Thank you for the lovely blue orchids and kind words.
Thank you to all the staff at the Menzies especially Andrew Austin, Sarah and Chef for the fine dining, damask and lace table setting, floral art and choice of menu of tasty meals and the unexpected gift of delicious dessert presentations including white fairy floss in ruby red stemmed wine glasses - all very special.
Thank you to Margaret Messer for her back up and attending in memory of her Land Army mother, firstly as our secretary and hands on at our lunches. Surely there’s no keener associate member to be actively motivated even with trips to the Griffith Land Army Museum!
We have also been blessed with generous supporters like Susie Elelman for transport and lunches, President Peggy and Patron Cess Williams for their huge achievements long-term, and our other Patrons, the Hon Bronwyn Bishop, and for me the Avalon Beach R.S.L.
Yes the Australian Women's Land Army veteran members of 1941-1945 are not only stoic, agreeable, and truly caring of each other, they enjoyed their time as Land Army Girls trying to support the War effort and making lasting friendships. Prime Minister Curtin declared them the 4th branch of the women's services. They only had each other for support after tackling ridiculously heavy workloads.
I feel honoured to have been able to support you all having not joined the Land Army until January 1945.
Attendees Women’s Land Army Spring Luncheon at The Menzies: September 2016
Professor The honourable Dame Marie Bashir AD CVO
Lady Yvonne Lennard
Happy (Dorothy) Cleverley
Rose Petersen – Special Guest
Elizabeth Aird – Supporter
Beverly Davies – Supporter
Josephine – Carer for Lady Leonard
Shiela van Emden
Heath Ramsay, my grandson, shares photos from the celebration for your enjoyment.
Australian Women’s Land Army
The Australian Women’s Land Army (AWLA) was formed during the Second World War to combat rising labour shortages in the farming sector. From December 1941, when Japan entered the war, the nation’s need to build up its armed forces was placed above the needs of other industries. Agricultural labour was steadily diverted to the armed services and war industry.
To meet the shortfall in rural labour, State and private women’s land organisations were organised, modelled on those established in Great Britain during the First and Second World Wars. A national body was formed on 27 July 1942 under the jurisdiction of the Director General of Manpower. While policy was devised by the Commonwealth Government, the organisation of the AWLA remained State-based. An extensive recruiting campaign was undertaken for new members. Most members of the existing land armies were later incorporated into the AWLA as well.
^^^^^^^^^^^^^^^^
* **SET PROBLEM A**
Can you write out the Land Army luncheon text again, starting at "I feel honoured" and ending at "for your enjoyment.", with "Supporter" replaced by "Sponsor"?
* **SET PROBLEM B**
Could you turn the paragraph of the Land Army luncheon text that begins "To meet the shortfall in rural labour" into a short bulleted list that keeps its main facts?

* **RECORDED INFORMATION**
^^^^^^^^^^^^^^^^
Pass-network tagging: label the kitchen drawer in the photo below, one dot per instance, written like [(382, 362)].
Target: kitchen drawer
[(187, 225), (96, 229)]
^^^^^^^^^^^^^^^^
* **FULL OUTPUT A**
I feel honoured to have been able to support you all having not joined the Land Army until January 1945.
Attendees Women’s Land Army Spring Luncheon at The Menzies: September 2016
Professor The honourable Dame Marie Bashir AD CVO
Lady Yvonne Lennard
Happy (Dorothy) Cleverley
Rose Petersen – Special Guest
Elizabeth Aird – Sponsor
Beverly Davies – Sponsor
Josephine – Carer for Lady Leonard
Shiela van Emden
Heath Ramsay, my grandson, shares photos from the celebration for your enjoyment.

* **FULL OUTPUT B**
- State and private women's land organizations were set up to meet the shortfall in rural labor, modeled on those formed in Great Britain during the First and Second World Wars.
- A national body was formed on 27 July 1942 under the Director General of Manpower.
- The Commonwealth Government devised policy, but the AWLA's organization remained State-based.
- An extensive campaign recruited new members.
- Most members of the existing land armies were later incorporated into the AWLA.